* Begin Material for the task *
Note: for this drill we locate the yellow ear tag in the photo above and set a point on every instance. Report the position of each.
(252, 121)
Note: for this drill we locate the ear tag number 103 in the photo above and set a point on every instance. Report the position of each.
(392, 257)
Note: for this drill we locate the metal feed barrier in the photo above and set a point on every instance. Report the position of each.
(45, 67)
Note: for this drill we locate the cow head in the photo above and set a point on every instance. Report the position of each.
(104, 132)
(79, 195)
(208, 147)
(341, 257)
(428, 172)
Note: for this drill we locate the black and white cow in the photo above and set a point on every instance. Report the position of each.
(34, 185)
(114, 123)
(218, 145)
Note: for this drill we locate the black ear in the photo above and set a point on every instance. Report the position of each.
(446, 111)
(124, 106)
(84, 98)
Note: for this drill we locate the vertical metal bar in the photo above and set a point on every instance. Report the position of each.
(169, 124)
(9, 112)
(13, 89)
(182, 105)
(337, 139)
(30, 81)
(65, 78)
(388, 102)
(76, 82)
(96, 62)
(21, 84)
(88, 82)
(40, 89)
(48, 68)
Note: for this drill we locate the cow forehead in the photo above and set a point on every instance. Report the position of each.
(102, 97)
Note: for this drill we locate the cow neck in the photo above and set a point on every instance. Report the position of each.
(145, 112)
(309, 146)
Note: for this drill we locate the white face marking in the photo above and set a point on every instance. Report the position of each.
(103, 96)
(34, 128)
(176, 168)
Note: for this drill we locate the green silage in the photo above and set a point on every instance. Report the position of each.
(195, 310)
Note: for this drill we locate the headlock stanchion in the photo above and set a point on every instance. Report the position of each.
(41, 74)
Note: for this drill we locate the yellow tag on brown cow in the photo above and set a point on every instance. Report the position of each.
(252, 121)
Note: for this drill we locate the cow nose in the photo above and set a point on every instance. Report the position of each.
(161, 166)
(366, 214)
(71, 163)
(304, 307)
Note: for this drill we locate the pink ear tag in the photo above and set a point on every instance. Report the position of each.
* End Material for the task *
**To do**. Turn the lines of the records above into a numbered list, starting at the line that contains "Note: for this drill we locate the cow neck" and ending at the final line of the records. Leave out any blank lines.

**Complete output**.
1. Note: for this drill we locate the cow neck in the photo above and set a point on every instance. Report the position of each.
2. (145, 112)
3. (309, 146)
4. Note: for this drill we locate the white face marking in the photo above and set a point on every instance. Report the position of each.
5. (103, 96)
6. (34, 128)
7. (176, 168)
8. Note: for this drill we locate the green silage in the photo above and set a point on every instance. Report the position of each.
9. (195, 310)
10. Note: for this drill we locate the headlock stanchion in the photo above and set a point on every instance. Report the position of each.
11. (41, 74)
12. Note: for this drill we locate the yellow tag on brown cow in the photo above and set a point on every instance. Report the position of each.
13. (252, 121)
14. Note: for this drill we locate the cow nose in the photo above and set a point on every instance. Report the position of each.
15. (161, 166)
16. (366, 214)
17. (71, 163)
18. (304, 307)
19. Note: for this drill we locate the pink ear tag in the photo above and set a point on every instance. Report the position of each.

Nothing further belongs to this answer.